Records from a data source
§ §

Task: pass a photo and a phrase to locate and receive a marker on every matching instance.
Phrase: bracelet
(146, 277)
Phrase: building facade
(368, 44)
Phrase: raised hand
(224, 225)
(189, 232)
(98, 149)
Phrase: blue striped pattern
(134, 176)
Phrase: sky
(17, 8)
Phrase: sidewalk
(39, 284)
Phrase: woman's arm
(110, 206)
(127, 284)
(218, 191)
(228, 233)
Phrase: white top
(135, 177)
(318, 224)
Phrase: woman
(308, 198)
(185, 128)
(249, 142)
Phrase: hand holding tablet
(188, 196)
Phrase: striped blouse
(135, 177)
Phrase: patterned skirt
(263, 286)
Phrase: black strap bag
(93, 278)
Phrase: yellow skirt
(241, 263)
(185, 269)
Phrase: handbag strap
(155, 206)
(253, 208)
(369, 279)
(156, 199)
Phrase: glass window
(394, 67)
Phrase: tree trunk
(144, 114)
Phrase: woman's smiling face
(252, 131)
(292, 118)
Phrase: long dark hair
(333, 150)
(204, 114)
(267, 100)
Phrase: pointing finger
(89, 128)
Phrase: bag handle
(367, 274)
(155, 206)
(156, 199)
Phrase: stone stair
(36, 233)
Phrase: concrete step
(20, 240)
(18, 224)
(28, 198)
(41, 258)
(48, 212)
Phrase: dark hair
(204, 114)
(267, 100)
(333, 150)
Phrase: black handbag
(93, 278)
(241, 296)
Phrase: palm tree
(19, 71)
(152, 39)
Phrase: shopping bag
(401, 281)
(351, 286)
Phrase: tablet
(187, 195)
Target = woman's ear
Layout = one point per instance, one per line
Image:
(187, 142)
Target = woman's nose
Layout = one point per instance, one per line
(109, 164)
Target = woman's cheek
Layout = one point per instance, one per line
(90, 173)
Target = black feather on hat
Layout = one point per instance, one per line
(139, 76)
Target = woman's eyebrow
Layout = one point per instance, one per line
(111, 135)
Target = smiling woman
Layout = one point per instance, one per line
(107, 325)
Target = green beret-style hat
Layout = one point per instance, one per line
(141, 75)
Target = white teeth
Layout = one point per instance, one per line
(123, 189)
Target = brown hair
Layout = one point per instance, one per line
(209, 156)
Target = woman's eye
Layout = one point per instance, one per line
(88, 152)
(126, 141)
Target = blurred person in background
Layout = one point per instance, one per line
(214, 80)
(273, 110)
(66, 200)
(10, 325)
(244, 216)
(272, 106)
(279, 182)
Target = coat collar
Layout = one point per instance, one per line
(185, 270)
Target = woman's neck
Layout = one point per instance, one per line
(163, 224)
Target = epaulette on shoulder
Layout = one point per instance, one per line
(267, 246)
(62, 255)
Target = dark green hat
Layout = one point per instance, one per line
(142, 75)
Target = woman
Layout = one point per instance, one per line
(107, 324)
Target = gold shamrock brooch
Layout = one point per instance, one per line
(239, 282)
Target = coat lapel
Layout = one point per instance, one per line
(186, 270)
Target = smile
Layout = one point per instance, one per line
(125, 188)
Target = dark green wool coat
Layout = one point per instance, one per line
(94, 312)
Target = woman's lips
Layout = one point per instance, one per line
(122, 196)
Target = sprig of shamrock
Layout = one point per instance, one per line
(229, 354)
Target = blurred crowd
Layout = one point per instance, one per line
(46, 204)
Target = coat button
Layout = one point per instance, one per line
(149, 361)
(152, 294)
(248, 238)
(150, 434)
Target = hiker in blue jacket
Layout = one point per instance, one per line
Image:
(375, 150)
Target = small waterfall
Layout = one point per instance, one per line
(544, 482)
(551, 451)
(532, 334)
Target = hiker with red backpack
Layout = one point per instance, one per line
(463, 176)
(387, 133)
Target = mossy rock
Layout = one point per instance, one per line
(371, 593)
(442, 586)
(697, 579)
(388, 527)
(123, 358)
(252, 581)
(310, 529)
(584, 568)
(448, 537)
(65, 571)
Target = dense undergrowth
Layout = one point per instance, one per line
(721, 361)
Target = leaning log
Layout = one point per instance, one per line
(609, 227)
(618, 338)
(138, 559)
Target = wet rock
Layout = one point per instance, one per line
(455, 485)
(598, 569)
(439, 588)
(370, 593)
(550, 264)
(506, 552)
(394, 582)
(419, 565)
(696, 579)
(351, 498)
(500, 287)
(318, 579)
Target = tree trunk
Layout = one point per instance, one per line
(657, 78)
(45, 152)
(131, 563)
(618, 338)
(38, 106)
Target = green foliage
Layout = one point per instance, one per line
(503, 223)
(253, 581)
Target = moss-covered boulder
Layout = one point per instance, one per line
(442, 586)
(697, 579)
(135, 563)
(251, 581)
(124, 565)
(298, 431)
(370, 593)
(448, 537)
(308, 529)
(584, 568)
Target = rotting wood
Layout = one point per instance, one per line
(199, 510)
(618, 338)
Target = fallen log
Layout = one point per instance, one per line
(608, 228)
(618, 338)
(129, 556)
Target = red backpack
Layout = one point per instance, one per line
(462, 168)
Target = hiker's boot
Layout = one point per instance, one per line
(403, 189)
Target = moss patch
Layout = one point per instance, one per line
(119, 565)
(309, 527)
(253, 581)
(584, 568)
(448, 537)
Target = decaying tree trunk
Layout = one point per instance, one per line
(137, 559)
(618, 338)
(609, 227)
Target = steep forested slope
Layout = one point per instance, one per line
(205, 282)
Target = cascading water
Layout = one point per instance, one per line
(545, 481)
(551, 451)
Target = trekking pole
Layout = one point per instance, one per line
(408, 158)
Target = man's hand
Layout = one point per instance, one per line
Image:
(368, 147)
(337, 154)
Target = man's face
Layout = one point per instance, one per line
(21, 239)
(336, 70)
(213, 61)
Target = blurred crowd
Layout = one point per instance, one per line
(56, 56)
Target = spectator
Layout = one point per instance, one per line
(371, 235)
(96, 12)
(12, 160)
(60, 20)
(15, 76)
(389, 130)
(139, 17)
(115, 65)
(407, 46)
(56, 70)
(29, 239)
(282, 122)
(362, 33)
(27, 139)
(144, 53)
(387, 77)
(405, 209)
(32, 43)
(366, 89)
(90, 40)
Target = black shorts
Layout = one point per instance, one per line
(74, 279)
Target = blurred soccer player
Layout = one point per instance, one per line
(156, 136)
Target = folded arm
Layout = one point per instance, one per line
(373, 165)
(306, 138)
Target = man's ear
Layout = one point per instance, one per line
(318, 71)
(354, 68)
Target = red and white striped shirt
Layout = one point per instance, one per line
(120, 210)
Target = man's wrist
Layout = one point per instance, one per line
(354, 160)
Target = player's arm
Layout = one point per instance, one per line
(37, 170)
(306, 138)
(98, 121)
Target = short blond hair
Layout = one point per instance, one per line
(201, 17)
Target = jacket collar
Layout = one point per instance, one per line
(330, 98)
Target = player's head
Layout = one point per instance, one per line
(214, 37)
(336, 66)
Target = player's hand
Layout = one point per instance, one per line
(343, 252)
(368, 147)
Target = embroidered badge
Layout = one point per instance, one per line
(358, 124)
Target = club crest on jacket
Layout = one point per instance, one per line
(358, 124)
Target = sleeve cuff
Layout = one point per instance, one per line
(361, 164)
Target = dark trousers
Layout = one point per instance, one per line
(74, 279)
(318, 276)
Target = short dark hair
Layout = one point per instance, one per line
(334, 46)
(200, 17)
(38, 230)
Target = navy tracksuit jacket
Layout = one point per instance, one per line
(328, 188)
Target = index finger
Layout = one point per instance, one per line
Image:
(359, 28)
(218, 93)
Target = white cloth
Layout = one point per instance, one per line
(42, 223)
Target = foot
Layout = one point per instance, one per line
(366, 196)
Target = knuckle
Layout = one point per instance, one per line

§ §

Every record must be given again exactly as it was written.

Task: pass a photo and a phrase to locate and receive a marker on every matching instance.
Phrase: bracelet
(146, 277)
Phrase: building facade
(368, 44)
Phrase: raised hand
(224, 225)
(189, 232)
(98, 149)
Phrase: blue striped pattern
(134, 176)
Phrase: sky
(17, 8)
Phrase: sidewalk
(39, 284)
Phrase: woman's arm
(110, 206)
(127, 284)
(218, 191)
(228, 233)
Phrase: white top
(135, 177)
(318, 224)
Phrase: woman
(308, 198)
(185, 128)
(249, 142)
Phrase: hand holding tablet
(188, 196)
Phrase: striped blouse
(135, 177)
Phrase: patterned skirt
(263, 286)
Phrase: black strap bag
(93, 278)
Phrase: yellow skirt
(241, 263)
(185, 269)
Phrase: handbag strap
(155, 206)
(253, 208)
(369, 279)
(156, 199)
Phrase: glass window
(394, 67)
Phrase: tree trunk
(144, 114)
Phrase: woman's smiling face
(252, 131)
(292, 118)
Phrase: long dark hair
(333, 150)
(204, 114)
(267, 100)
Phrase: pointing finger
(89, 128)
Phrase: bag handle
(367, 274)
(155, 206)
(156, 199)
Phrase: stone stair
(36, 233)
Phrase: concrete step
(20, 240)
(18, 224)
(28, 198)
(41, 258)
(48, 212)
Phrase: dark hair
(204, 114)
(267, 100)
(333, 150)
Phrase: black handbag
(93, 278)
(241, 296)
Phrase: palm tree
(19, 71)
(152, 39)
Phrase: shopping bag
(401, 281)
(351, 286)
Phrase: tablet
(187, 195)
Target = woman's ear
Layout = one point per instance, one per line
Image:
(187, 142)
Target = woman's nose
Layout = one point per instance, one per line
(109, 164)
Target = woman's cheek
Layout = one point per instance, one per line
(90, 173)
Target = black feather on hat
Layout = one point per instance, one per line
(139, 76)
Target = woman's eyebrow
Layout = one point per instance, one per line
(111, 135)
Target = smiling woman
Layout = one point per instance, one per line
(107, 325)
Target = green beret-style hat
Layout = one point per instance, one per line
(141, 75)
Target = white teeth
Layout = one point per instance, one per line
(123, 189)
Target = brown hair
Layout = one point per instance, one per line
(209, 156)
Target = woman's eye
Layout = one point per instance, one per line
(88, 152)
(126, 141)
Target = blurred person in background
Layout = one point per instance, one per line
(214, 80)
(273, 110)
(66, 200)
(10, 325)
(244, 216)
(272, 106)
(279, 182)
Target = coat collar
Layout = one point per instance, one per line
(185, 270)
Target = woman's neck
Layout = one point per instance, one per line
(163, 224)
Target = epaulette on shoulder
Layout = one point per instance, one per line
(267, 246)
(62, 255)
Target = dark green hat
Layout = one point per instance, one per line
(142, 75)
Target = woman
Layout = one point per instance, one per line
(107, 324)
Target = gold shamrock brooch
Layout = one point per instance, one per line
(239, 282)
Target = coat lapel
Layout = one point per instance, one per line
(186, 270)
Target = smile
Layout = one point per instance, one per line
(125, 188)
Target = dark green wool coat
Layout = one point per instance, one per line
(94, 312)
Target = woman's lips
Layout = one point per instance, one per line
(122, 196)
Target = sprig of shamrock
Layout = one point per instance, one per line
(229, 354)
Target = blurred crowd
Layout = one point per instance, one per line
(46, 204)
Target = coat button
Layout = one point per instance, one per line
(149, 361)
(152, 294)
(248, 238)
(150, 434)
Target = hiker in blue jacket
Layout = one point per instance, one per line
Image:
(375, 150)
Target = small waterfall
Layout = one point per instance, one per line
(544, 482)
(551, 451)
(532, 334)
Target = hiker with red backpack
Layout = one point per instance, one per line
(463, 176)
(387, 133)
Target = mossy rock
Layout = one point per instance, one per line
(371, 593)
(442, 586)
(697, 579)
(388, 527)
(123, 358)
(252, 581)
(310, 529)
(584, 568)
(448, 537)
(65, 571)
Target = dense undergrowth
Layout = one point per instance, one per line
(721, 361)
Target = leaning log
Layout = one point per instance, one per line
(609, 227)
(618, 338)
(138, 559)
Target = wet rock
Layout = one point per instance, one per line
(455, 485)
(598, 569)
(439, 588)
(370, 593)
(550, 264)
(506, 552)
(394, 582)
(419, 565)
(696, 579)
(351, 498)
(500, 287)
(318, 579)
Target = tree trunk
Layout = one point per instance, one per line
(657, 78)
(45, 152)
(131, 563)
(618, 338)
(38, 106)
Target = green foliage
Layout = one point per instance, one per line
(503, 223)
(253, 581)
Target = moss-covered boulder
Layout = one point per instance, one per line
(442, 586)
(697, 579)
(135, 563)
(251, 581)
(124, 565)
(298, 431)
(370, 593)
(448, 537)
(308, 529)
(584, 568)
Target = rotting wood
Layout = one point per instance, one per line
(199, 510)
(618, 338)
Target = fallen log
Layout = one point per instance, one per line
(608, 228)
(618, 338)
(129, 556)
Target = red backpack
Layout = one point per instance, one per line
(462, 168)
Target = hiker's boot
Layout = one point per instance, one per line
(403, 189)
Target = moss patch
Layout = one point per instance, one per line
(119, 565)
(309, 527)
(253, 581)
(584, 568)
(448, 537)
Target = decaying tree trunk
Layout = one point per instance, one per line
(137, 559)
(618, 338)
(609, 227)
Target = steep forested slope
Layout = one point per instance, one per line
(205, 282)
Target = cascading water
Layout = one point per instance, one per line
(545, 481)
(551, 451)
Target = trekking pole
Layout = one point per instance, one per line
(408, 158)
Target = man's hand
Layout = one point per instance, one per line
Image:
(368, 147)
(337, 154)
Target = man's face
Layout = one point per instance, one per line
(21, 239)
(336, 70)
(213, 61)
Target = blurred crowd
Layout = one point per instance, one per line
(56, 56)
Target = spectator
Layout = one point per instance, one per line
(371, 235)
(96, 12)
(12, 160)
(60, 20)
(15, 76)
(389, 130)
(139, 17)
(115, 65)
(407, 46)
(56, 70)
(29, 239)
(282, 122)
(362, 33)
(27, 139)
(144, 53)
(387, 77)
(405, 209)
(32, 43)
(366, 89)
(90, 40)
Target = black shorts
Layout = one point per instance, one per line
(74, 279)
Target = blurred soccer player
Layout = one point per instance, one per line
(156, 136)
Target = folded arm
Layout = one point per instance, one per line
(373, 165)
(306, 138)
Target = man's ear
Layout = one point per instance, one per line
(318, 71)
(354, 68)
Target = red and white striped shirt
Layout = one point per instance, one per line
(120, 210)
Target = man's wrist
Layout = one point per instance, one per line
(354, 160)
Target = player's arm
Layout = one point per instance, one per line
(37, 170)
(306, 138)
(98, 121)
Target = short blond hair
Layout = one point per instance, one per line
(201, 17)
Target = jacket collar
Layout = one point per instance, one per line
(330, 98)
Target = player's head
Layout = one point per instance, one per line
(214, 37)
(336, 66)
Target = player's hand
Layout = one point per instance, one per line
(343, 252)
(368, 147)
Target = embroidered badge
Layout = one point per instance, one per line
(358, 124)
Target = club crest on jacket
Layout = one point per instance, one per line
(358, 124)
Target = sleeve cuff
Layout = one point per instance, one per line
(361, 164)
Target = dark trousers
Layout = one point per instance, one per line
(74, 279)
(318, 276)
Target = short dark hair
Layout = one point per instance, one per line
(334, 46)
(200, 17)
(38, 230)
Target = navy tracksuit jacket
Layout = one point per instance, one per line
(328, 188)
Target = index finger
Layout = one point per instance, one per line
Image:
(359, 28)
(218, 93)
Target = white cloth
Layout = one point per instance, one per line
(42, 223)
Target = foot
Layout = one point per instance, one per line
(366, 196)
Target = knuckle
Layout = one point per instance, one per line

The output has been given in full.